YOUR OBJECTIVE: Could you copy every item below word for word, leaving out the pictures?

EXTRACTED INFORMATION:
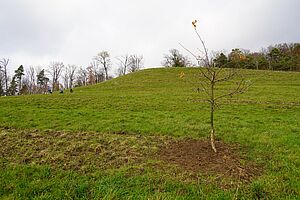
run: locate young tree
[7,76,18,96]
[94,51,111,80]
[25,66,36,94]
[14,65,25,94]
[213,53,228,67]
[128,55,144,73]
[185,20,250,152]
[48,62,65,91]
[162,49,191,67]
[66,65,77,88]
[0,58,9,95]
[76,67,88,86]
[117,54,130,76]
[36,69,49,93]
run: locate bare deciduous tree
[128,55,144,73]
[0,58,9,95]
[162,49,191,67]
[63,65,77,89]
[94,51,111,80]
[76,67,88,86]
[48,62,64,91]
[25,66,36,94]
[117,54,130,76]
[182,20,250,152]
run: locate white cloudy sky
[0,0,300,73]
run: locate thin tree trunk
[210,102,217,153]
[210,78,217,153]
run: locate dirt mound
[159,139,257,182]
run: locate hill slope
[0,69,300,136]
[0,68,300,199]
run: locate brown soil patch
[159,139,259,182]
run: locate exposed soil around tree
[159,139,261,182]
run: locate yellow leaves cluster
[192,19,197,28]
[179,72,185,79]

EXPECTED OUTPUT:
run: locate young tree
[7,76,18,96]
[94,51,111,80]
[25,66,36,94]
[14,65,25,94]
[213,53,228,67]
[128,55,144,73]
[185,20,250,152]
[48,62,65,91]
[162,49,191,67]
[66,65,77,88]
[0,58,9,95]
[76,67,88,86]
[117,54,130,76]
[36,69,49,93]
run: locate bare deciduous tree
[128,55,144,73]
[0,58,9,95]
[162,49,191,67]
[63,65,77,89]
[94,51,111,80]
[76,67,88,86]
[48,62,64,91]
[25,66,36,94]
[117,54,130,76]
[182,20,250,152]
run: locate white cloudy sky
[0,0,300,73]
run: locate thin tree trunk
[210,102,217,153]
[210,78,217,153]
run: locate dirt mound
[159,139,257,182]
run: locate hill slope
[0,69,300,136]
[0,68,300,199]
run: locate brown soil patch
[159,139,259,182]
run: locate exposed soil around tree
[159,139,261,182]
run: locate yellow leaves cluster
[192,19,197,28]
[179,72,185,79]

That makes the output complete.